[Part of a data file]
>>
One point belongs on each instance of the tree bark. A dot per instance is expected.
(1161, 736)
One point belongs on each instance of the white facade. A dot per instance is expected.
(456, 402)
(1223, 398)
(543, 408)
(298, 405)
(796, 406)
<<
→ Goal of the exercise:
Copy out the whole listing above line for line, without changing anything.

→ Final answer:
One point belongs on each instance of the tree bark. A dot per instance is expected.
(1161, 736)
One point belongs on each instance of the white facade. A dot per instance is expected.
(456, 402)
(1223, 398)
(543, 408)
(298, 405)
(796, 406)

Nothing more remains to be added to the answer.